───── Quoted text ─────
From 3a11e50e21ececbec9708eb487b08196f195cd87 Mon Sep 17 00:00:00 2001
From: Davies Liu <davies@databricks.com>
Date: Tue, 8 Sep 2015 20:56:22 -0700
Subject: [PATCH 229/232] [SPARK-10373] [PYSPARK] move @since into pyspark from
 sql

cc mengxr

Author: Davies Liu <davies@databricks.com>

Closes #8657 from davies/move_since.
---
 python/pyspark/__init__.py       | 16 ++++++++++++++++
 python/pyspark/sql/__init__.py   | 15 ---------------
 python/pyspark/sql/column.py     |  2 +-
 python/pyspark/sql/context.py    |  2 +-
 python/pyspark/sql/dataframe.py  |  2 +-
 python/pyspark/sql/functions.py  |  3 +--
 python/pyspark/sql/group.py      |  2 +-
 python/pyspark/sql/readwriter.py |  3 +--
 python/pyspark/sql/window.py     |  3 +--
 9 files changed, 23 insertions(+), 25 deletions(-)
───── Material provided ─────
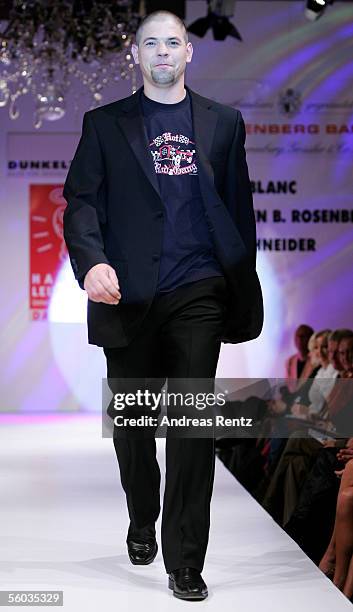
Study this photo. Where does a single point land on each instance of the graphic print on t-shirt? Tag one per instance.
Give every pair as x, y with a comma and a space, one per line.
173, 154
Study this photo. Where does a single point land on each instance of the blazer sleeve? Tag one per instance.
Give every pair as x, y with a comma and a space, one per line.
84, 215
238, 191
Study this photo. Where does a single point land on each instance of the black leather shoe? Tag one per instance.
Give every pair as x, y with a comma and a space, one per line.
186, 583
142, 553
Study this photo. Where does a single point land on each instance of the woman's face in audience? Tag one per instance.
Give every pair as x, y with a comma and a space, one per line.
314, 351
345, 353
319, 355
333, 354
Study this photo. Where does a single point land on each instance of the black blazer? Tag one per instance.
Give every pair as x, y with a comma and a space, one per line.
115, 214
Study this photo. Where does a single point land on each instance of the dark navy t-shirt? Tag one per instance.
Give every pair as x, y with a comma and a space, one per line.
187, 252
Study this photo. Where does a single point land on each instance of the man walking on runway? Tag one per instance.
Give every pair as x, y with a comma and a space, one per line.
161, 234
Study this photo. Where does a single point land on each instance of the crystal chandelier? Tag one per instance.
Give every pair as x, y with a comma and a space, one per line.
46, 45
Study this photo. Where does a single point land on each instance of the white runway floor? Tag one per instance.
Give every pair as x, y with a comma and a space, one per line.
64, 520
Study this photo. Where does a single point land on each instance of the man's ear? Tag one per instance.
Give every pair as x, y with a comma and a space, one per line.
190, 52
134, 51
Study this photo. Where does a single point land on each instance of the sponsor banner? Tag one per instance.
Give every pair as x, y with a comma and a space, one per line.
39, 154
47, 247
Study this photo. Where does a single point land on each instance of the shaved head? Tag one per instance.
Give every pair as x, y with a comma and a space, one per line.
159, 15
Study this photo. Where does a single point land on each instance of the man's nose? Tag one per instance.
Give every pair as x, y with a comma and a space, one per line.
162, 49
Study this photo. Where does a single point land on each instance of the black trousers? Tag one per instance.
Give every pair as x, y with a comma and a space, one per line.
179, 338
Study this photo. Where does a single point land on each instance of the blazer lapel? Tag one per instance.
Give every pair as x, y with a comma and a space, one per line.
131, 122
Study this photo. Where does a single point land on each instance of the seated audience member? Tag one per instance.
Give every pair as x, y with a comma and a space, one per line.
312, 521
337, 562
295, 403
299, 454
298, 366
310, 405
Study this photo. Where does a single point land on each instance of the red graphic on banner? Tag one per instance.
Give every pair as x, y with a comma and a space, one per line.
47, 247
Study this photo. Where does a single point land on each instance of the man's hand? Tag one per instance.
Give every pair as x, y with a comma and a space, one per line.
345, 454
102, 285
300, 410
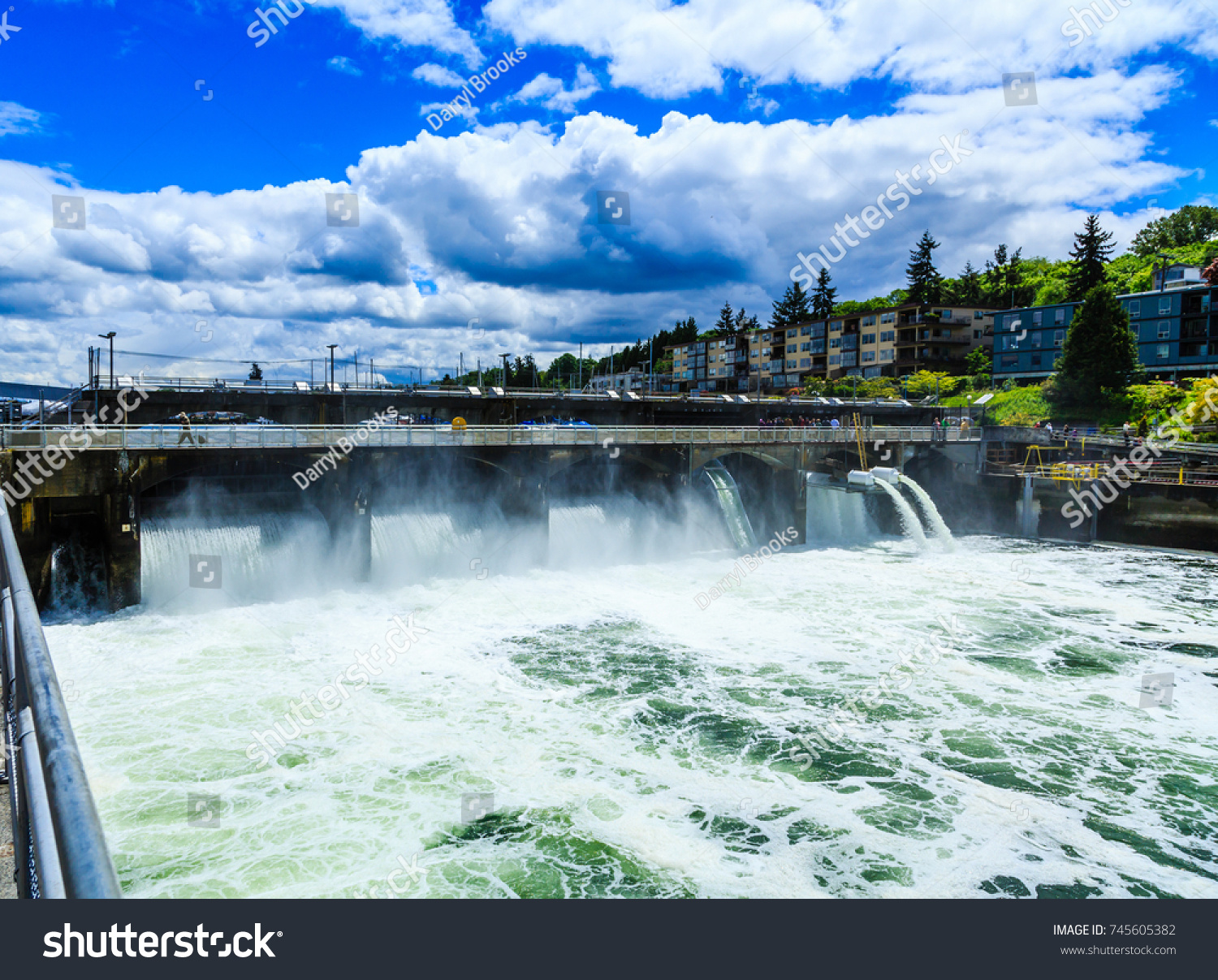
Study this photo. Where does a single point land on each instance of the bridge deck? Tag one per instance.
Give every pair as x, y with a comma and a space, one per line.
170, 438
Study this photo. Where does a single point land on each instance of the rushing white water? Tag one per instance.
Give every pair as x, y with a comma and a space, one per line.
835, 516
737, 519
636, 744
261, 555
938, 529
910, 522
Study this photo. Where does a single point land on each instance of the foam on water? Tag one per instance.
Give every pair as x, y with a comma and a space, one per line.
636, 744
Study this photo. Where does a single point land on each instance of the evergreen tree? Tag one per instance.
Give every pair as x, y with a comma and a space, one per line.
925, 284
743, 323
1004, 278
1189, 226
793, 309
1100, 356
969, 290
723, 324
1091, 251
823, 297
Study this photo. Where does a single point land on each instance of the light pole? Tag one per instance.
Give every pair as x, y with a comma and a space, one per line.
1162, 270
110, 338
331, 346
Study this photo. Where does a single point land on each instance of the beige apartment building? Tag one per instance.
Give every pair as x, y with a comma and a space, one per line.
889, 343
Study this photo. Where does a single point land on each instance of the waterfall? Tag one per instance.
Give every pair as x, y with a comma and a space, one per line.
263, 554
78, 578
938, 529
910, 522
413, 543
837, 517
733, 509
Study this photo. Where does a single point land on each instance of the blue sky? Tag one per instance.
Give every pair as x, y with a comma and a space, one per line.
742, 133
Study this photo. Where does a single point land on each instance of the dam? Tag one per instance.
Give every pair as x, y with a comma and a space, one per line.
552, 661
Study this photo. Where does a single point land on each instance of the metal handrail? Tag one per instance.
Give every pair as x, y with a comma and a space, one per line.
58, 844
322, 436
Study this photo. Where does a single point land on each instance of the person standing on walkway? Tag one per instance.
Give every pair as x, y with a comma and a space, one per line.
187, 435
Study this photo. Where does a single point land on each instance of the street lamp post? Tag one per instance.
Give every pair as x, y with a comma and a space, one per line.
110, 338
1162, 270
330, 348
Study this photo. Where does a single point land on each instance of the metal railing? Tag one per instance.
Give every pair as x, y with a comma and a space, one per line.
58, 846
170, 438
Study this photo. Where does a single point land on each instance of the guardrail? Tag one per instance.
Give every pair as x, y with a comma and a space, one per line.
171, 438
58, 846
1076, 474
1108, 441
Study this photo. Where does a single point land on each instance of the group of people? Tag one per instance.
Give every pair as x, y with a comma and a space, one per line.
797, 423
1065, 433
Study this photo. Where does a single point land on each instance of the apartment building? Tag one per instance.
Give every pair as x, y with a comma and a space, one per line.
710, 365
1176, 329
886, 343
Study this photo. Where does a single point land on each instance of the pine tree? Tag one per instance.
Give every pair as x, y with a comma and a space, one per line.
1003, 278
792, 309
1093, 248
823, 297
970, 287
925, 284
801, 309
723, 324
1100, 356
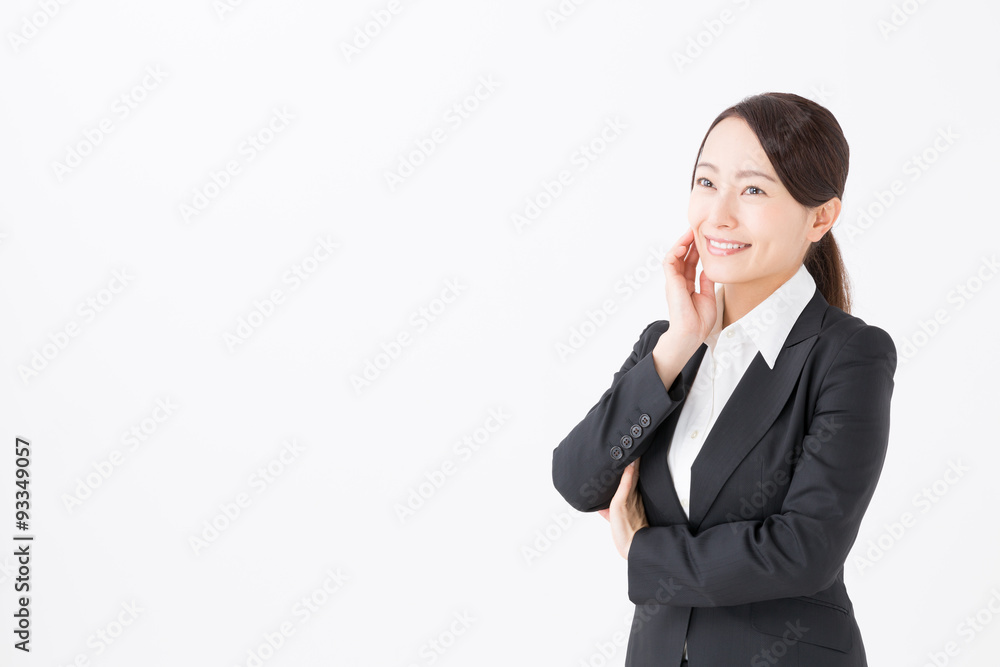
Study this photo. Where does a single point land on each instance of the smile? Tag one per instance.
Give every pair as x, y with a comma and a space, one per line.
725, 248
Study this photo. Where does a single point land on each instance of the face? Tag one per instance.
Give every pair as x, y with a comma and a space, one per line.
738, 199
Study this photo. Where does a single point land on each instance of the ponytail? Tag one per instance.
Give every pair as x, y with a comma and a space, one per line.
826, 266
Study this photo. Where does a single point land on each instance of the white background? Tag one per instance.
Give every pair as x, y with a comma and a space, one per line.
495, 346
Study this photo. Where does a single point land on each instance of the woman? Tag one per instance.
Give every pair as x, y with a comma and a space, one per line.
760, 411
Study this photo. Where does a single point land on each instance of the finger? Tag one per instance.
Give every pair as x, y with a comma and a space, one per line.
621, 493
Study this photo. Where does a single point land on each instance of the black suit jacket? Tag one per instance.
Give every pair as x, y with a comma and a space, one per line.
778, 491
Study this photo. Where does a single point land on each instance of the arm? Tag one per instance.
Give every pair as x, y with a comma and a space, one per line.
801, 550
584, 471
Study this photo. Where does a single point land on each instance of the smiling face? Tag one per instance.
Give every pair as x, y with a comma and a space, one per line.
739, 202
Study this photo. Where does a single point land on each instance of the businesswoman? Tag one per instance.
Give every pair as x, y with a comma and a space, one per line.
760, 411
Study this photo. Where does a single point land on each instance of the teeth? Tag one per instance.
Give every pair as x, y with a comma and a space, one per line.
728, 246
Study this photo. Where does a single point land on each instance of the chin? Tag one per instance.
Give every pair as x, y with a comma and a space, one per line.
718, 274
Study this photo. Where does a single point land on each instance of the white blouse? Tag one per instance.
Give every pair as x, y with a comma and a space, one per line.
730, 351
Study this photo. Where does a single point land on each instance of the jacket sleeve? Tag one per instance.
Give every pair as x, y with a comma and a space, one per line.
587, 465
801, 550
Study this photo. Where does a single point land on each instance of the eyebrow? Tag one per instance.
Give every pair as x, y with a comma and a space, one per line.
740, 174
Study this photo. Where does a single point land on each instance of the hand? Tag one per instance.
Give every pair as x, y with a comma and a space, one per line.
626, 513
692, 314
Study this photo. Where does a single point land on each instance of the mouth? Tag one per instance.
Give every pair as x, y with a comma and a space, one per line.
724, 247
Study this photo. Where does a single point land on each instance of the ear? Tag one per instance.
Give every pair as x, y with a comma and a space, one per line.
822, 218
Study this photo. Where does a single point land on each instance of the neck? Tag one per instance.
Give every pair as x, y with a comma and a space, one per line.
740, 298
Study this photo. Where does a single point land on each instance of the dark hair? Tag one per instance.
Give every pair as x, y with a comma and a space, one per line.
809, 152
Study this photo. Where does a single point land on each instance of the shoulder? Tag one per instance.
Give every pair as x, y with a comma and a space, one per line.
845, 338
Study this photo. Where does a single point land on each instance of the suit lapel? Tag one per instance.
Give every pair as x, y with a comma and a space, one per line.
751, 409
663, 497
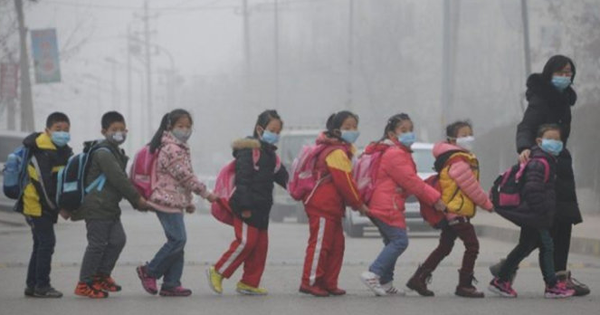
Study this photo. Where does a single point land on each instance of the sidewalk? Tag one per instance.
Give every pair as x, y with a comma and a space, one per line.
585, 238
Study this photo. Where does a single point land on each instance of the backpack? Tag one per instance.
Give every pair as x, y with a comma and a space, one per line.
─────
* Required task A
In the patch, how many files were changed?
* Required task B
Rewrite the part of the patch between "Closes #8657 from" and "insertions(+), 25 deletions(-)", inclusive, with "insertions" replaced by "additions".
* Required task C
Continue the patch from the point where it stops.
The records are separate material and have no connection to the patch.

* Expected output A
Nine files were changed.

* Expected output B
Closes #8657 from davies/move_since.
---
 python/pyspark/__init__.py       | 16 ++++++++++++++++
 python/pyspark/sql/__init__.py   | 15 ---------------
 python/pyspark/sql/column.py     |  2 +-
 python/pyspark/sql/context.py    |  2 +-
 python/pyspark/sql/dataframe.py  |  2 +-
 python/pyspark/sql/functions.py  |  3 +--
 python/pyspark/sql/group.py      |  2 +-
 python/pyspark/sql/readwriter.py |  3 +--
 python/pyspark/sql/window.py     |  3 +--
 9 files changed, 23 additions(+), 25 deletions(-)

* Expected output C
diff --git a/python/pyspark/__init__.py b/python/pyspark/__init__.py
index 5f70ac6ed8fe6..8475dfb1c6ad0 100644
--- a/python/pyspark/__init__.py
+++ b/python/pyspark/__init__.py
@@ -48,6 +48,22 @@
 from pyspark.status import *
 from pyspark.profiler import Profiler, BasicProfiler
 
+
+def since(version):
+    """
+    A decorator that annotates a function to append the version of Spark the function was added.
+    """
+    import re
+    indent_p = re.compile(r'\n( +)')
+
+    def deco(f):
+        indents = indent_p.findall(f.__doc__)
+        indent = ' ' * (min(len(m) for m in indents) if indents else 0)
+        f.__doc__ = f.__doc__.rstrip() + "\n\n%s.. versionadded:: %s" % (indent, version)
+        return f
+    return deco
+
+
 # for back compatibility
 from pyspark.sql import SQLContext, HiveContext, SchemaRDD, Row
 
diff --git a/python/pyspark/sql/__init__.py b/python/pyspark/sql/__init__.py
index ad9c891ba1c04..98eaf52866d23 100644
--- a/python/pyspark/sql/__init__.py
+++ b/python/pyspark/sql/__init__.py
@@ -44,21 +44,6 @@
 from __future__ import absolute_import
 
 
-def since(version):
-    """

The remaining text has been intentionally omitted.